Written exercise 1:
The post about critique partners and editing lists the questions a beta reader asks about a story. List each one.
Written exercise 2:
In the post about critique partners and editing, shorten the paragraph that begins "Usually after I've made the suggested changes" into a brief list that keeps its main facts.
Written exercise 3:
Carry on the post about critique partners and editing, starting after its last sentence.

Excerpted passage:
This is when Yahoo Groups became my friend.  I think I tried three groups before ending up in one where I met Jerrica Knight-Catania.  This was not the group for us however, and we formed our on and the rest is history! 

With such an awesome group, publishing was just days away, right? 

No!

An author needs so much more than a critique partner, which I soon learned.  Nothing can be accomplished (successfully) without a great critique group who is willing to be honest despite how painful.  And let me tell you, it is not always easy to remain positive when it looks like the critique parters has bled all over your manuscript. I remember a teacher telling me that she didn’t use red to grade papers because it is a negative (maybe she used violent) color.  Even though red happens to be my favorite color, after seeing it all over a manuscript, I kind of agree.  Blue is less bright, if not a bit more soothing. 

Usually after I’ve made the suggested changes to my manuscript, it gets sent to a beta reader.  This person will read the work with an eye on the general style of the story. Does if flow, are there any holes or gaps, does something need to be added, is something repeated too much, is the characterization good?  They will also correct grammar and spelling, but that is not the main purpose. At least not in my mind.   There is usually less red (or blue) when a beta reader is finished with the story and until becoming involved in this group I had no idea how important beta readers were. 

Finally, I send, what I hope is a clean manuscript, off to my editor.  If I have done my job, as well as those I entrusted with my baby, there should be very little for the editor to mark or change.  Okay, I live in a dream world where only perfect manuscripts go to editors.

Data extract:
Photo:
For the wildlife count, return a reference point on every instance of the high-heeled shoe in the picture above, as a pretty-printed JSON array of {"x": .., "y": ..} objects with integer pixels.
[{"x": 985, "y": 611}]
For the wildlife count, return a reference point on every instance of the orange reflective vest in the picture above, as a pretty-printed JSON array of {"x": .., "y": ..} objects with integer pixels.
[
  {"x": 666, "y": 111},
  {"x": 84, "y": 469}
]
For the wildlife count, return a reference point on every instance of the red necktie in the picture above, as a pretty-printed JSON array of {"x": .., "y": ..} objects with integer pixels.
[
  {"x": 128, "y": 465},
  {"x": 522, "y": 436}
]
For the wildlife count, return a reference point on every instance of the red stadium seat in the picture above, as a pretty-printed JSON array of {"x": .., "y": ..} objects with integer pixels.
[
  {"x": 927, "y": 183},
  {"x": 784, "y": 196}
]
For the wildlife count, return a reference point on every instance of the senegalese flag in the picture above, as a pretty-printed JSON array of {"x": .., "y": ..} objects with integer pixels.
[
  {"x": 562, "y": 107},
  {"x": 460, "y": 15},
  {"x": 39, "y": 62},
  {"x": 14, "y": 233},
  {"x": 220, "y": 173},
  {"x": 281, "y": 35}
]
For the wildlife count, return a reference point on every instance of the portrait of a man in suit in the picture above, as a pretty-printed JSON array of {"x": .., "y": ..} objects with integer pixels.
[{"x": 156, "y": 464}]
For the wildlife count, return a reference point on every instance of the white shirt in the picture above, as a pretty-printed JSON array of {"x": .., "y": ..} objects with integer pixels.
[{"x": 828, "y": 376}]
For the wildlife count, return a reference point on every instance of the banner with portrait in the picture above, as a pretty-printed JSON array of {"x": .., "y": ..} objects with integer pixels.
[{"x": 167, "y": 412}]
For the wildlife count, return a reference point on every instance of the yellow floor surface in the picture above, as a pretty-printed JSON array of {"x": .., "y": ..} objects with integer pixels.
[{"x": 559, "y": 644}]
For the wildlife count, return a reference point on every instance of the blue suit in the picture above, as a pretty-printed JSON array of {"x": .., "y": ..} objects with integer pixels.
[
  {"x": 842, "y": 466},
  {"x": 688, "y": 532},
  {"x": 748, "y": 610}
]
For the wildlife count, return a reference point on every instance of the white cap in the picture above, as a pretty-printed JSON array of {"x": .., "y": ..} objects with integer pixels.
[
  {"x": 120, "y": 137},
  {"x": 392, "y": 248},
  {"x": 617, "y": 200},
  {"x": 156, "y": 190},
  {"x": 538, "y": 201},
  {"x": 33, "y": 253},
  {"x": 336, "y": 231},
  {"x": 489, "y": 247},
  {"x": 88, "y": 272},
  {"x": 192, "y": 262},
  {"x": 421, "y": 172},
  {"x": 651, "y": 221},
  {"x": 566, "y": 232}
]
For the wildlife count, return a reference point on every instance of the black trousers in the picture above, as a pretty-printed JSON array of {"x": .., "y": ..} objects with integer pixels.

Exercise result 1:
- Does the story flow?
- Are there any holes or gaps?
- Does something need to be added?
- Is something repeated too much?
- Is the characterization good?

Exercise result 2:
- After the suggested changes are made, the manuscript goes to a beta reader.
- The beta reader looks at the story's general style: flow, holes or gaps, what needs adding, repetition, and characterization.
- They also correct grammar and spelling, but the author sees that as secondary.
- A beta reader usually leaves less red (or blue) than a critique partner.
- Before joining the group, the author had no idea how important beta readers were.

Exercise result 3:
There are more steps I skipped over, I am sure, and I am learning more and more each day. But, what I have learned from being involved in critique groups is that I am a much stronger Beta Reader than anything else.  Content is my strength and punctuation my enemy. 

And the last thing I learned was it takes a lot of time to get it right. I only have three books, but I am proud of each one.  Hopefully soon there will be a fourth because characters are screaming to get out of my brain and onto a computer screen where they can tell their story.

What is your strength, if you are an author, and what was the hardest thing to learn and overcome?  As a reader, what drives you nuts, that is missed and should have been fixed during the edit process?

14 comments:

  1. Hi, Amy.
    Hmm... I think my strength is knowing there is always room to improve my writing, so I seek out ways to grow all the time. I've recently learned that my weakness is overwriting. I didn't even know what that meant until I Googled it. LOL. But my editor was right, so I'm working on being more concise so my sentence 'gems' stand out more. I think the hardest thing to learn as a writer was to take constructive criticism.

    As a reader, the main thing that drives me nuts is when the author seems to think I'm stupid and keeps repeating the same idea over and over again. I get it. I don't need five conversations about the same thing. :)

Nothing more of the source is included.